The opinion of the court was delivered by: Thomas J. McAVOY, Senior United States District Judge



Petitioner commenced this action pursuant to 28 U.S.C. § 2554 challenging a June 11, 1997 prison disciplinary determination which, inter alia, assessed Petitioner good-time credit as a penalty for his violation of prison rules. Dkt. # 16. The matter was referred to the Hon. David E. Peebles, United States Magistrate Judge, for a Report and Recommendation. On June 6, 2005, Magistrate Judge Peeble issued a Report-Recommendation that recommended that the Petition be denied and dismissed. Dkt. # 64.*fn1 Petitioner filed objections and supplemental objections to the Report- Recommendation. See Dkt. #s 65 & 67. On August 10, 2005, the Court issued a Decision and Order adopting the findings and reasoning of Magistrate Judge Peebles' Report-Recommendation, and dismissed the action. See Dkt. # 68.

After Judgment was entered, Dkt. # 69, Petitioner filed a Notice of Appeal. Dkt. # 70. On September 13, 2005, the United State Court of Appeals for the Second Circuit issued a mandate dismissing Petitioner's Notice of Appeal due to his failure to seek a certificate of appealability ("COA"). Dkt. # 73. Petitioner has now filed a motion to vacate the Court's Judgment pursuant to Fed. R. Civ. P. 60 or, in the alternative, for a COA.

++++

[CHALLENGE 1]
Repeat, word for word, the part of the court opinion that opens with the words containing "After Judgment was" and closes with "alternative, for a COA.".

++++

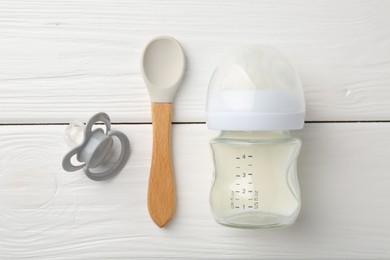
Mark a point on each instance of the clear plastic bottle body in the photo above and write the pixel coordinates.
(255, 179)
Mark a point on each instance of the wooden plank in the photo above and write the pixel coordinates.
(46, 213)
(67, 59)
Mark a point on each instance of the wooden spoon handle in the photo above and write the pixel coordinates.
(161, 193)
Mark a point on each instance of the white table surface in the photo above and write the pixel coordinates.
(66, 60)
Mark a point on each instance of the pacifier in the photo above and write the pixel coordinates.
(95, 148)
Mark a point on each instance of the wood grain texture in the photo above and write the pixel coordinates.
(47, 213)
(67, 59)
(161, 191)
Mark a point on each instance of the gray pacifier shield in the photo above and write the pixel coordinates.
(96, 147)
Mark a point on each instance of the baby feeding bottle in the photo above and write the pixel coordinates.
(255, 97)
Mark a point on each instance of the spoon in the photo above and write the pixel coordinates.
(162, 67)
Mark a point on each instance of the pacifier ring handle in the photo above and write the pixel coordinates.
(100, 117)
(118, 165)
(67, 161)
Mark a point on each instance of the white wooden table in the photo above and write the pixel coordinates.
(66, 60)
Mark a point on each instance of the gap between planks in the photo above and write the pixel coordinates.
(201, 123)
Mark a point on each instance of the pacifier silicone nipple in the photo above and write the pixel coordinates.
(94, 147)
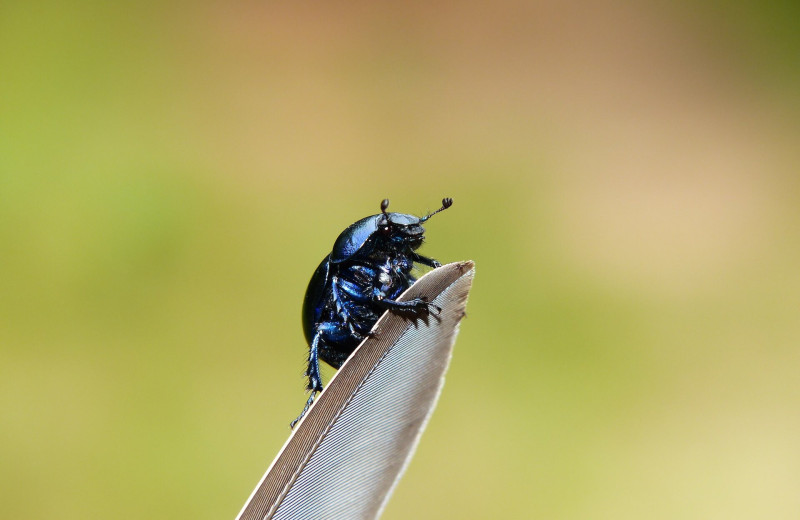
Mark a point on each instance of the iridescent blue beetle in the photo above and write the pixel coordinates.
(369, 267)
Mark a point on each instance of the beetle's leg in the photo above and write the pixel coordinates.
(312, 372)
(417, 306)
(355, 293)
(424, 260)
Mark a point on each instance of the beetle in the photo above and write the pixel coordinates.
(369, 267)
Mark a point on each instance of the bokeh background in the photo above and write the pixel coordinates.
(625, 175)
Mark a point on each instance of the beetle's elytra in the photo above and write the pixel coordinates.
(369, 267)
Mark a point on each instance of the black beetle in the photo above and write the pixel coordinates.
(369, 267)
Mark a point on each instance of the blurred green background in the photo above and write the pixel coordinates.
(625, 175)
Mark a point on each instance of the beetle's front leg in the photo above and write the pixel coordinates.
(314, 377)
(424, 260)
(418, 306)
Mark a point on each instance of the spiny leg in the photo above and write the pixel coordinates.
(424, 260)
(314, 378)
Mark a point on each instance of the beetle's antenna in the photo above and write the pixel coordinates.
(446, 203)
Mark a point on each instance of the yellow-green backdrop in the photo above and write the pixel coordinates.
(625, 176)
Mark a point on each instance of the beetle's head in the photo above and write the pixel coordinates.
(403, 230)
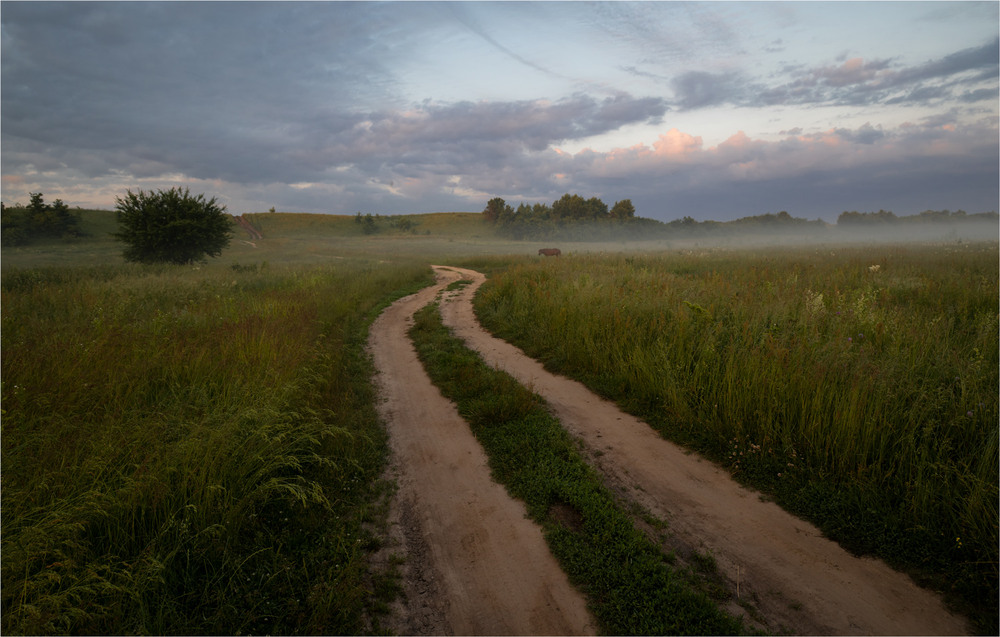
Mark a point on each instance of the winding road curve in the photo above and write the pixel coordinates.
(481, 567)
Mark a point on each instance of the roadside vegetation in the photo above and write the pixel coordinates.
(632, 587)
(856, 386)
(192, 451)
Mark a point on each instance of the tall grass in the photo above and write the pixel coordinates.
(859, 386)
(190, 450)
(632, 587)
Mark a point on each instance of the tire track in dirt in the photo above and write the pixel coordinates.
(796, 579)
(475, 564)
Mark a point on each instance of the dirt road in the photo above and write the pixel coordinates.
(796, 579)
(475, 564)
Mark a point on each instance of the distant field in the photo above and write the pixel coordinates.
(858, 386)
(134, 398)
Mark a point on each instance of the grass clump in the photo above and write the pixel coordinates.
(190, 451)
(857, 386)
(631, 587)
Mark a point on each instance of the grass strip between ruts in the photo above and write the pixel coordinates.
(630, 585)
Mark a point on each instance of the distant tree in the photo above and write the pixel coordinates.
(570, 207)
(496, 208)
(22, 224)
(623, 210)
(171, 226)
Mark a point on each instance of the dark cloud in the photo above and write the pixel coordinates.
(860, 82)
(300, 106)
(853, 82)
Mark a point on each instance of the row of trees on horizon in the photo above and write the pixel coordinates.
(572, 216)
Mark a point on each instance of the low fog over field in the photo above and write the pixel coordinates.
(711, 110)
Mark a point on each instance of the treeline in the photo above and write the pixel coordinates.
(883, 217)
(574, 218)
(21, 224)
(570, 217)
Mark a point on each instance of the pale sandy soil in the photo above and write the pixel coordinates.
(476, 565)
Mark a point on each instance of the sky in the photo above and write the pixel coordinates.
(713, 110)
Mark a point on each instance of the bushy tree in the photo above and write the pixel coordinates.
(623, 210)
(496, 208)
(171, 226)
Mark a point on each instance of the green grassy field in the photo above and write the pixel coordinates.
(194, 449)
(858, 386)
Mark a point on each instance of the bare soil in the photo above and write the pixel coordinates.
(476, 565)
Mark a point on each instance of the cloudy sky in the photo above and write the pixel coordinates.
(716, 110)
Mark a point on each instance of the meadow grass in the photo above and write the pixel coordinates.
(191, 450)
(857, 386)
(630, 585)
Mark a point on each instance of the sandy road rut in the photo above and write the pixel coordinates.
(475, 563)
(795, 579)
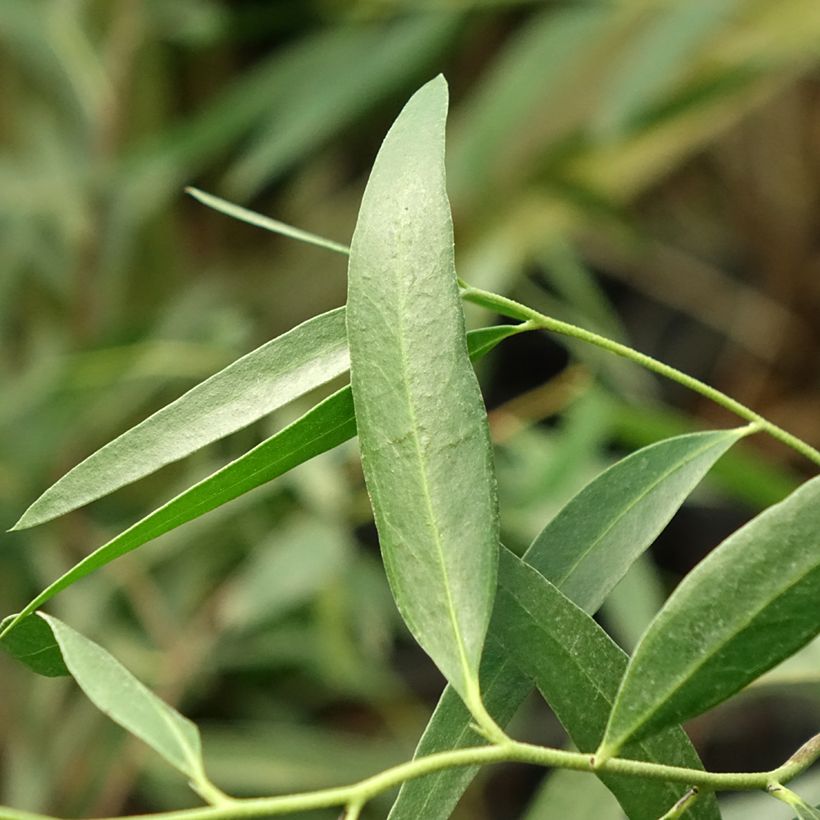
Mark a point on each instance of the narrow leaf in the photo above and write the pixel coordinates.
(33, 644)
(587, 548)
(751, 603)
(257, 384)
(422, 425)
(117, 693)
(322, 428)
(577, 668)
(626, 506)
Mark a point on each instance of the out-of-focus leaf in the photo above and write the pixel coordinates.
(257, 384)
(422, 427)
(751, 603)
(118, 694)
(33, 643)
(626, 506)
(656, 59)
(348, 72)
(298, 562)
(322, 428)
(577, 668)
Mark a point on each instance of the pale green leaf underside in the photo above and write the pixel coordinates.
(751, 603)
(257, 384)
(118, 694)
(422, 426)
(577, 668)
(328, 424)
(617, 515)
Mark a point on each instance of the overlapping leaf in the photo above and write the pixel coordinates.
(257, 384)
(117, 693)
(422, 426)
(618, 514)
(751, 603)
(325, 426)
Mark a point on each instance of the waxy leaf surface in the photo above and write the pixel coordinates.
(619, 513)
(422, 425)
(577, 668)
(252, 387)
(118, 694)
(328, 424)
(748, 605)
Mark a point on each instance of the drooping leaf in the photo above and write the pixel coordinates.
(257, 384)
(422, 425)
(118, 694)
(748, 605)
(587, 548)
(577, 668)
(628, 505)
(322, 428)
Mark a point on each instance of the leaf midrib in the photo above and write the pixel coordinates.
(705, 658)
(616, 520)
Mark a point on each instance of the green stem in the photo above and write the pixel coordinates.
(515, 310)
(358, 794)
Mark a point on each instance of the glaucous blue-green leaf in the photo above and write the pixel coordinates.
(32, 643)
(279, 371)
(748, 605)
(118, 694)
(587, 548)
(577, 668)
(422, 426)
(626, 506)
(328, 424)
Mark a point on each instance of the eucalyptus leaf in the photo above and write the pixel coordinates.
(118, 694)
(627, 507)
(748, 605)
(32, 642)
(422, 426)
(279, 371)
(577, 668)
(328, 424)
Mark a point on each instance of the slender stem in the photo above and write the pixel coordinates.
(355, 796)
(509, 307)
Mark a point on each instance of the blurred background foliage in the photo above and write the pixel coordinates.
(647, 168)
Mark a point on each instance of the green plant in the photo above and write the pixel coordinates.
(496, 625)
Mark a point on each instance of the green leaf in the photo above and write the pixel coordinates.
(423, 429)
(257, 384)
(32, 643)
(117, 693)
(325, 426)
(619, 514)
(577, 668)
(751, 603)
(588, 547)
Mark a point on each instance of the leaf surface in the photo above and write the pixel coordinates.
(748, 605)
(328, 424)
(627, 505)
(577, 668)
(279, 371)
(118, 694)
(423, 429)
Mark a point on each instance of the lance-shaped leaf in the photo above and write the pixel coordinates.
(117, 693)
(748, 605)
(257, 384)
(422, 425)
(618, 515)
(577, 668)
(322, 428)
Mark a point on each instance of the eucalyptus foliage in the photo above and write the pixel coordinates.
(497, 625)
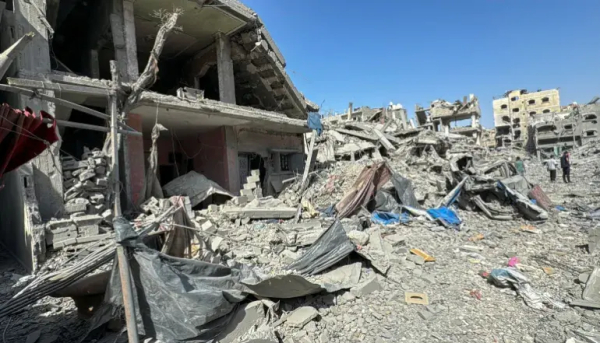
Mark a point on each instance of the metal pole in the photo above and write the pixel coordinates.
(122, 258)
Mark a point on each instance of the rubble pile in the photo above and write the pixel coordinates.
(433, 239)
(86, 193)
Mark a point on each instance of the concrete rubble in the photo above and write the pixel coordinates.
(408, 281)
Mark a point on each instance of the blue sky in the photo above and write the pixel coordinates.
(377, 51)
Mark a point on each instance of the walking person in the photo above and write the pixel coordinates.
(520, 166)
(565, 164)
(551, 165)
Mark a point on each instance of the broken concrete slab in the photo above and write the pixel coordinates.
(592, 286)
(249, 315)
(302, 316)
(369, 286)
(87, 220)
(344, 277)
(261, 213)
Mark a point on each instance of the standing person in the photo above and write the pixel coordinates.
(565, 164)
(520, 166)
(551, 165)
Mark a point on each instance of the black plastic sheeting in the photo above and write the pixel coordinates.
(384, 201)
(405, 191)
(330, 248)
(184, 300)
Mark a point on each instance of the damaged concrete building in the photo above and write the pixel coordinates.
(222, 93)
(571, 127)
(395, 112)
(512, 113)
(441, 114)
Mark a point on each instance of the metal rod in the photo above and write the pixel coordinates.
(62, 102)
(122, 256)
(76, 125)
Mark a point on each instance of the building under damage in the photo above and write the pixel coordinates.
(572, 127)
(512, 113)
(441, 114)
(221, 91)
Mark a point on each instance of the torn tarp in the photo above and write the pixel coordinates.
(404, 191)
(196, 186)
(370, 180)
(330, 248)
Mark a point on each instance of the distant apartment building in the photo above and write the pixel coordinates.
(574, 126)
(513, 111)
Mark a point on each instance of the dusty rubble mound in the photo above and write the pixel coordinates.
(408, 235)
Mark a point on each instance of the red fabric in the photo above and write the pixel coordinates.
(23, 136)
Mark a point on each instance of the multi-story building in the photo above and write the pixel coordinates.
(513, 111)
(574, 126)
(442, 116)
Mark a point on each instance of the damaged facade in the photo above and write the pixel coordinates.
(572, 127)
(441, 114)
(221, 92)
(512, 113)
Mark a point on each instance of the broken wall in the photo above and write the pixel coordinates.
(20, 231)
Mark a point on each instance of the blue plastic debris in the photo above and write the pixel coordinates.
(314, 122)
(445, 215)
(388, 218)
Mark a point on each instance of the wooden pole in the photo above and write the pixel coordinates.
(122, 258)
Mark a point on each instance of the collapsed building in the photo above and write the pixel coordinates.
(512, 113)
(221, 92)
(394, 112)
(441, 114)
(556, 132)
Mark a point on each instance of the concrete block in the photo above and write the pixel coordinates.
(250, 186)
(87, 174)
(101, 170)
(107, 216)
(369, 286)
(253, 179)
(395, 239)
(302, 316)
(247, 193)
(101, 182)
(418, 260)
(97, 198)
(76, 206)
(240, 201)
(57, 224)
(89, 230)
(251, 315)
(91, 219)
(209, 227)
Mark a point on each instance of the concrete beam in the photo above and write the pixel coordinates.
(133, 71)
(225, 69)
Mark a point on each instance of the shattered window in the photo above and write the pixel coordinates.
(284, 161)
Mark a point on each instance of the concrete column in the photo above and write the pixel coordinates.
(94, 64)
(35, 60)
(225, 69)
(133, 162)
(349, 112)
(232, 167)
(133, 71)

++++

[CHALLENGE 2]
Please arrange only the rows running from the line that contains "Mark a point on each instance of the concrete beam" through the end of the rows as a JSON list of strings, one string per line, with blank lines left out.

[FULL ANSWER 1]
After Judgment was entered, Dkt. # 69, Petitioner filed a Notice of Appeal. Dkt. # 70. On September 13, 2005, the United State Court of Appeals for the Second Circuit issued a mandate dismissing Petitioner's Notice of Appeal due to his failure to seek a certificate of appealability ("COA"). Dkt. # 73. Petitioner has now filed a motion to vacate the Court's Judgment pursuant to Fed. R. Civ. P. 60 or, in the alternative, for a COA.

[FULL ANSWER 2]
[
  "Mark a point on each instance of the concrete beam in the photo above and write the pixel coordinates.",
  "(133, 71)",
  "(225, 69)",
  "Mark a point on each instance of the shattered window in the photo above and write the pixel coordinates.",
  "(284, 161)",
  "Mark a point on each instance of the concrete column in the photo above and write the pixel coordinates.",
  "(94, 64)",
  "(35, 60)",
  "(225, 69)",
  "(133, 162)",
  "(349, 112)",
  "(232, 167)",
  "(133, 71)"
]